**SET PROBLEM**
Rewrite the lines below so that every occurrence of "puffed sleeve" becomes "ruffled collar", with all other text unchanged. Leave the pictures out of your answer.

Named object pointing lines
[Begin]

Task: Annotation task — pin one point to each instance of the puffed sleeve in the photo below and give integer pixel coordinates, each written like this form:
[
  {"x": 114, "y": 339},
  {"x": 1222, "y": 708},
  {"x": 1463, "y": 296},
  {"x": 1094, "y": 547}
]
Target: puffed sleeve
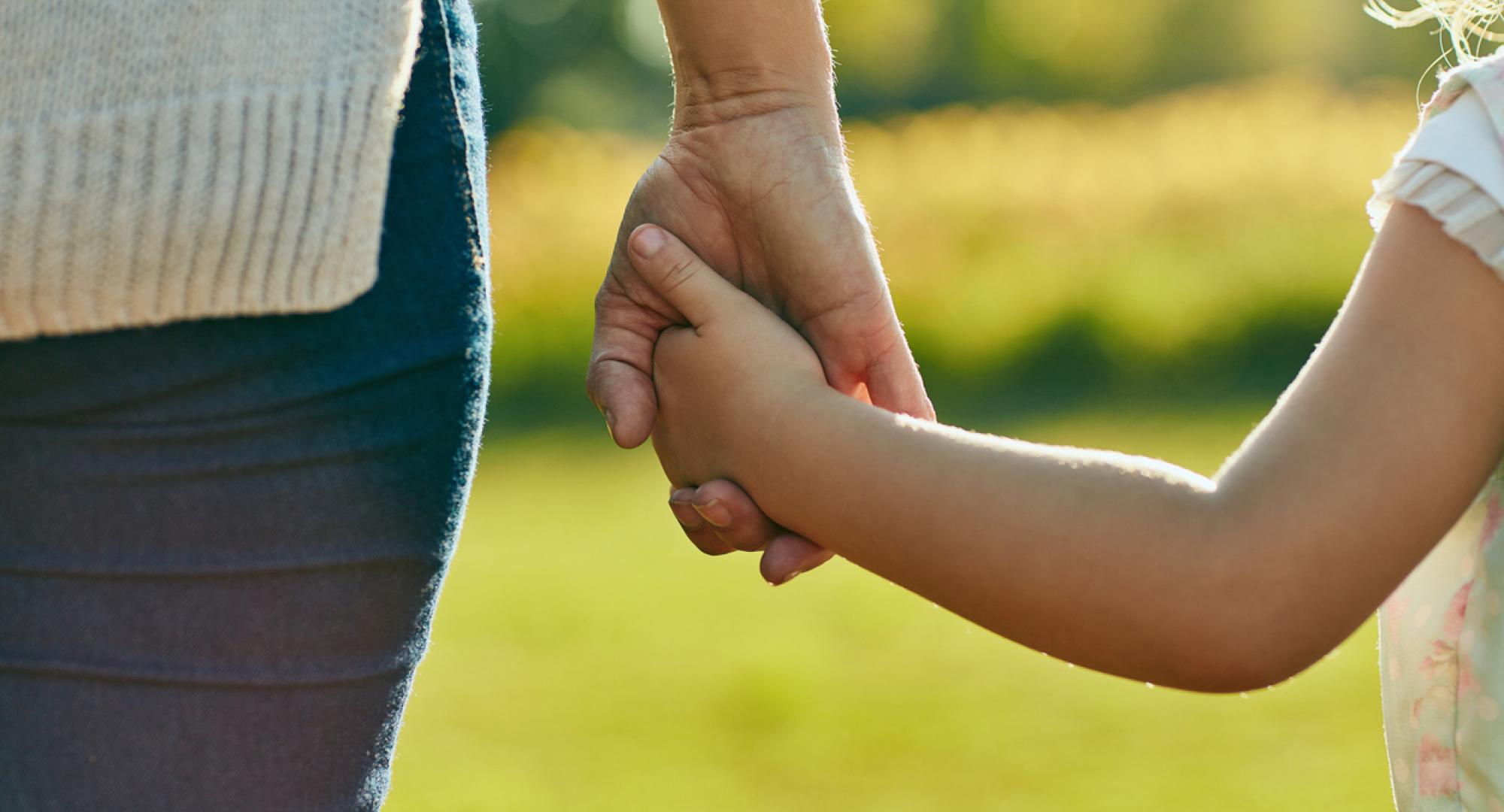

[End]

**TASK RESULT**
Task: Annotation task — pin one point to each instance of the ruffled collar in the photo below and give integer pixel coordinates, each written like this form:
[
  {"x": 114, "y": 339},
  {"x": 1222, "y": 708},
  {"x": 1463, "y": 296},
  {"x": 1094, "y": 547}
]
Target: ruffled collar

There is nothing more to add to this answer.